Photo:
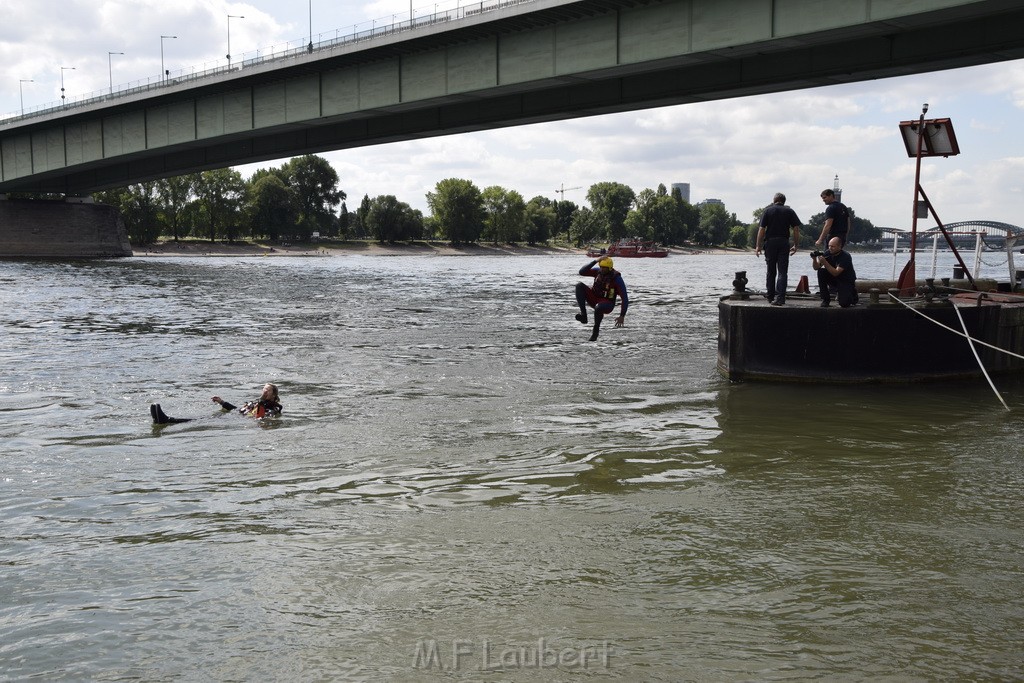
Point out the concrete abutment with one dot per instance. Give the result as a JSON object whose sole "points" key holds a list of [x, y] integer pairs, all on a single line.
{"points": [[52, 228]]}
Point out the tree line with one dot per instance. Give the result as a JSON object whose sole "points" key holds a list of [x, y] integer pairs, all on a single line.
{"points": [[302, 199]]}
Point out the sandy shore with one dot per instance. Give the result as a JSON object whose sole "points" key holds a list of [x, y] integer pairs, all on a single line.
{"points": [[198, 248]]}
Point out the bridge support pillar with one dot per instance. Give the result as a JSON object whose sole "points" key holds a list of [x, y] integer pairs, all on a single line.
{"points": [[47, 228]]}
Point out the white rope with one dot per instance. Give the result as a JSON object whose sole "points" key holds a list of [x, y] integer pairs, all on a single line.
{"points": [[974, 350], [955, 332]]}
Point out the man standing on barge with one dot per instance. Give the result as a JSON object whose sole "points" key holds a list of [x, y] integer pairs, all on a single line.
{"points": [[773, 236]]}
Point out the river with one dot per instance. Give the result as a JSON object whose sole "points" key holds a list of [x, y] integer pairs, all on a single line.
{"points": [[463, 487]]}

....................

What you should do ▸
Everything from the line containing "Point out the river" to the last line of the data above must be set down exactly, both ends included, with no other lines.

Written solution ▸
Point out the river with one dot per instance. Give the result as a JSON object whose sole "points" key holds a list of [x, y] integer pairs, all on a single line.
{"points": [[463, 487]]}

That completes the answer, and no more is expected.